● **Entries provided**:

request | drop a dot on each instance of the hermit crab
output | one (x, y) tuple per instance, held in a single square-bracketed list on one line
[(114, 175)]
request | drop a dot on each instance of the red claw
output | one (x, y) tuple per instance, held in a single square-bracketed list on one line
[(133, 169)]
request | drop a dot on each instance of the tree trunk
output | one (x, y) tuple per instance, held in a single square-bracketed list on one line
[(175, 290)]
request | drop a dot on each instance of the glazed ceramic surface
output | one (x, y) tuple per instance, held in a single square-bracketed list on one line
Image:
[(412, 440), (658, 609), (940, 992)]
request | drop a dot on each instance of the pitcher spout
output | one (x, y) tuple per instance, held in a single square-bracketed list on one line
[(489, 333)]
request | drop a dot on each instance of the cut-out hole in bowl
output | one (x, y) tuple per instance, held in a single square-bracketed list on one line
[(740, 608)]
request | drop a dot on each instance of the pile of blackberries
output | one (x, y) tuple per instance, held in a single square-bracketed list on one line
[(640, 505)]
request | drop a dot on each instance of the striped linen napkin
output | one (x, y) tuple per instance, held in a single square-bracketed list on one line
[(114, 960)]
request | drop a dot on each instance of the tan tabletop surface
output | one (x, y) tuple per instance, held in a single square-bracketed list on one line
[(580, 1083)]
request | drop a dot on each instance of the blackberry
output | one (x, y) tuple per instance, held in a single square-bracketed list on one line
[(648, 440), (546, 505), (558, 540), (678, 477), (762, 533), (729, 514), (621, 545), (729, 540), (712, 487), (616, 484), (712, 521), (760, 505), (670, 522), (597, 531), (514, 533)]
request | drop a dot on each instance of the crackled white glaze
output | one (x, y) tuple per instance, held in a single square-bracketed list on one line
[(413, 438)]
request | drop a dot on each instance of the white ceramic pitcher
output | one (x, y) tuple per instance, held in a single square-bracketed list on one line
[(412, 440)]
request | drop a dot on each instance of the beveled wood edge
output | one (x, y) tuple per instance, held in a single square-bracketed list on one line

● **Exercise instructions**:
Work out how many lines in the entries hold the string "surface". Your answer should consist solely of that number.

● **Written answer**:
2